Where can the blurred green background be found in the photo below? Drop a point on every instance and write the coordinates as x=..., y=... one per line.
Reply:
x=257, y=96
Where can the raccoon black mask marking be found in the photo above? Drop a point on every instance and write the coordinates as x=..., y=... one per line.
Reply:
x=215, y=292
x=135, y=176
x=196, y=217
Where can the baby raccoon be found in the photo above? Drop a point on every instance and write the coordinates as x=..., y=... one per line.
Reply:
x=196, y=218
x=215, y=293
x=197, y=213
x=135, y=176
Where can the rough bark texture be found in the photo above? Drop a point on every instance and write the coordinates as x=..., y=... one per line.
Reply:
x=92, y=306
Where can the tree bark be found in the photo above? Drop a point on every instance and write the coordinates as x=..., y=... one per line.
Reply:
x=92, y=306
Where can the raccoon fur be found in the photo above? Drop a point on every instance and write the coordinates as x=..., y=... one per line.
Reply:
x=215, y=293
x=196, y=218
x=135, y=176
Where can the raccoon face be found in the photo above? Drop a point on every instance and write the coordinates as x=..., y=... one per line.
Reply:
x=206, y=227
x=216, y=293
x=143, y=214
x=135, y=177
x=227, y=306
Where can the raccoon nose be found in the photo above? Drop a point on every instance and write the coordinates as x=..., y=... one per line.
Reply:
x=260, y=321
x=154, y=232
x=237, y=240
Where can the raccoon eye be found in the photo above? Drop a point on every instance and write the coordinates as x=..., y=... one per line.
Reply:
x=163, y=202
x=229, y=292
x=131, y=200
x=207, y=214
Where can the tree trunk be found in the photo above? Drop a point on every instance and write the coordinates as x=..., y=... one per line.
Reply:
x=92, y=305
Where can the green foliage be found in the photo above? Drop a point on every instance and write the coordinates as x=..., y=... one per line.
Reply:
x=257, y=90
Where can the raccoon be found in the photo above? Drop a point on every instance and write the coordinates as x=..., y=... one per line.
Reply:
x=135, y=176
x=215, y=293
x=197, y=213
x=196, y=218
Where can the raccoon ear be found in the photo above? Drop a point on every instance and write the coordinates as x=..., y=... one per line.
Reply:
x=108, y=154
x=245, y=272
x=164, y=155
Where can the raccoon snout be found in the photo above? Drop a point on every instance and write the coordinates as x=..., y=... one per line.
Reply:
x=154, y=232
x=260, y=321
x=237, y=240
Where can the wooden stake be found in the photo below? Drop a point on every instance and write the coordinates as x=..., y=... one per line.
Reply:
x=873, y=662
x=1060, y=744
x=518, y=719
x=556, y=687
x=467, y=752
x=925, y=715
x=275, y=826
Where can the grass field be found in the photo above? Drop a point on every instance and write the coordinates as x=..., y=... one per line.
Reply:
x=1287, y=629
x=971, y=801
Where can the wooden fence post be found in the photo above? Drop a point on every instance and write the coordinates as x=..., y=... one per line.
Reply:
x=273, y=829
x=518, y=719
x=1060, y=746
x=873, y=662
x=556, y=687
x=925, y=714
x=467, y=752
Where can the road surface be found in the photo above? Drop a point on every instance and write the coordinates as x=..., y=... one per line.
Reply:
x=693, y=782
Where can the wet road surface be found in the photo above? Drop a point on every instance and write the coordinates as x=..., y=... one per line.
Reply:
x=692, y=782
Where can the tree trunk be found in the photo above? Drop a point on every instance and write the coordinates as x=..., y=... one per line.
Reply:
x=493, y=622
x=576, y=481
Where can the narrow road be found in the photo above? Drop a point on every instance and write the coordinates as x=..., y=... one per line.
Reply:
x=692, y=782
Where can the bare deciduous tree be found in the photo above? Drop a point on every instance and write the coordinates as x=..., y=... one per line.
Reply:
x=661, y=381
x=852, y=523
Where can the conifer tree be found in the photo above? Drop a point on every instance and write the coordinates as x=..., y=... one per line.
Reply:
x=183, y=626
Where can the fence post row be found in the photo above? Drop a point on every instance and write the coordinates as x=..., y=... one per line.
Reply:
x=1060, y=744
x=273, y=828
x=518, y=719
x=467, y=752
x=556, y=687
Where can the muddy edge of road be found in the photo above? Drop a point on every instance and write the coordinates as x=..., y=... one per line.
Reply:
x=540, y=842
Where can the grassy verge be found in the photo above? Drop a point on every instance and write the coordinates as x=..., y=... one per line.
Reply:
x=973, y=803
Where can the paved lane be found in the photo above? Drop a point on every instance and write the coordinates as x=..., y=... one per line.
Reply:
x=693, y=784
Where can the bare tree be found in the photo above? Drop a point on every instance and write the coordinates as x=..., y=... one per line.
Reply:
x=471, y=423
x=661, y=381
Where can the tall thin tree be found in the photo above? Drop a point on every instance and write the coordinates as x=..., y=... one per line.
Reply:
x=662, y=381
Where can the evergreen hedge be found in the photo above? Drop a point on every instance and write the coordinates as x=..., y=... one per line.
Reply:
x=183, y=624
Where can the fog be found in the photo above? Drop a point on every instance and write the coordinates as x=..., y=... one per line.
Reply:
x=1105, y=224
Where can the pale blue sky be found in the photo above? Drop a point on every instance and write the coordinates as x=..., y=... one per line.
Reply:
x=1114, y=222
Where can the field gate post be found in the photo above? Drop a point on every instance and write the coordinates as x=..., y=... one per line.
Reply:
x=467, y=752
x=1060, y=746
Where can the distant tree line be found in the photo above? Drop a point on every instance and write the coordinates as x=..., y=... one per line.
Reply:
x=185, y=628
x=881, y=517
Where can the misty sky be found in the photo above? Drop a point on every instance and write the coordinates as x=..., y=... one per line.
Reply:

* **Task prompt**: All of the records must be repeated exactly.

* **The solution**:
Where can the blurred green background be found in the photo below? Drop a point on every instance and write the coordinates as x=..., y=... one per line.
Reply:
x=257, y=96
Where can the raccoon black mask marking be found in the photo above? Drop a point on every instance and write the coordinates as x=..., y=... one per line.
Reply:
x=215, y=292
x=135, y=176
x=196, y=217
Where can the baby raccoon be found in the photo above? Drop a point on every instance and write the coordinates as x=..., y=... one per line.
Reply:
x=196, y=218
x=215, y=293
x=197, y=213
x=135, y=176
Where can the rough bark texture be found in the photo above? Drop a point on every instance and write the coordinates as x=..., y=... one per line.
Reply:
x=92, y=306
Where can the tree bark be found in the photo above? Drop a point on every instance and write the coordinates as x=..., y=... one per line.
Reply:
x=92, y=306
Where can the raccoon fur be found in the photo above? Drop a point on every instance and write the coordinates as x=..., y=... one per line.
Reply:
x=215, y=293
x=196, y=218
x=135, y=176
Where can the raccoon face be found in the photo above? Drop a point on every instance and write the coordinates as x=..., y=... one per line.
Reply:
x=206, y=227
x=216, y=293
x=143, y=214
x=135, y=177
x=227, y=306
Where can the raccoon nose be found in the photo above? Drop a point on every instance and write the coordinates as x=..., y=... one per line.
Reply:
x=260, y=321
x=154, y=232
x=237, y=240
Where can the raccoon eye be found in the photo above? Drop a point on every instance and write the coordinates as x=..., y=... one per line.
Reply:
x=163, y=202
x=229, y=292
x=131, y=200
x=207, y=214
Where can the tree trunk be found in the photo above? Drop a point on every instance and write the coordinates as x=..., y=... one per line.
Reply:
x=92, y=305
Where can the green foliage be found in the photo above? Drop a point on every instance and write the coordinates as x=..., y=... one per line.
Reply:
x=257, y=90
Where can the raccoon be found in the photo above? Drop a point on every instance and write the coordinates as x=..., y=... one per line.
Reply:
x=135, y=176
x=215, y=293
x=197, y=213
x=196, y=218
Where can the raccoon ear be found in the photo above? Drop a point on every instance and write the coordinates as x=..., y=... one per line.
Reply:
x=108, y=154
x=245, y=272
x=164, y=155
Where can the raccoon snout be found in the photo above? Drop a point on every instance and write the coordinates as x=..., y=... one per line.
Reply:
x=154, y=232
x=260, y=321
x=237, y=240
Where can the wooden stake be found in the photo below? Drop a point on every instance and write the coordinates as x=..., y=... one per line.
Reply:
x=873, y=662
x=1060, y=744
x=518, y=719
x=556, y=687
x=467, y=752
x=925, y=715
x=275, y=826
Where can the grass field be found in the photo above? Drop a point on every instance and write the coordinates as x=..., y=... one per line.
Reply:
x=1287, y=629
x=971, y=801
Where can the wooden fence post be found in the photo above? Drop a point on every instance and write the coordinates as x=..., y=... one per line.
Reply:
x=273, y=829
x=518, y=719
x=1060, y=746
x=873, y=662
x=556, y=687
x=925, y=714
x=467, y=752
Where can the road surface be found in the photo above? Drop a point on every instance and write the coordinates as x=..., y=... one per line.
Reply:
x=693, y=782
Where can the wet road surface be found in the photo above? Drop a point on every instance and write the coordinates as x=..., y=... one per line.
Reply:
x=692, y=782
Where can the tree trunk be found in the photo above? Drop a point on every instance and write the coordinates as x=..., y=... one per line.
Reply:
x=493, y=622
x=576, y=481
Where can the narrow road be found in the photo above? Drop a point on every instance and write the coordinates as x=..., y=... one per line.
Reply:
x=692, y=782
Where can the bare deciduous tree be found in the photo above? Drop a point on every instance and write the coordinates as x=..., y=... one per line.
Reply:
x=661, y=381
x=852, y=523
Where can the conifer tree be found in the photo above? Drop a point on every instance and write the coordinates as x=..., y=... one per line.
Reply:
x=183, y=626
Where can the fence post row be found in the photo above? Drop a point on every instance and write the coordinates as x=..., y=... one per line.
Reply:
x=1060, y=744
x=273, y=828
x=518, y=719
x=467, y=752
x=556, y=687
Where can the muddy edge of road be found in the photo above? Drop a point on every instance and write the coordinates as x=..., y=... one per line.
Reply:
x=540, y=842
Where can the grassy verge be found in the photo above? Drop a point on every instance and write the coordinates as x=..., y=... one per line.
Reply:
x=973, y=803
Where can the paved lane be found in the photo above? Drop a point on every instance and write the coordinates as x=..., y=... one per line.
Reply:
x=693, y=784
Where can the bare tree be found in the photo above? Drop a point on every instance and write the coordinates as x=..., y=... one per line.
Reply:
x=471, y=423
x=661, y=381
Where can the tall thin tree be found in the photo above? Drop a point on every instance and write the coordinates as x=..., y=... one per line.
Reply:
x=662, y=381
Where can the evergreen hedge be found in the photo above? Drop a point on every instance and write the coordinates as x=..., y=... one per line.
Reply:
x=183, y=624
Where can the fog be found in the photo above? Drop a point on every instance and write the coordinates as x=..., y=... one per line.
Reply:
x=1105, y=224
Where can the pale blue sky be found in the photo above? Drop a point on every instance and write the coordinates as x=..., y=... one per line.
Reply:
x=1114, y=222
Where can the field gate post be found in the photo above? Drop a point on every instance and write the coordinates as x=..., y=... one per line.
Reply:
x=467, y=752
x=1060, y=746
Where can the distant tree line be found in the photo above? Drop a point on every instance and write the coordinates as x=..., y=... one per line.
Reply:
x=185, y=628
x=881, y=517
Where can the misty sky be found in the photo above? Drop a point on every instance and write the coordinates as x=..., y=... one per line.
Reply:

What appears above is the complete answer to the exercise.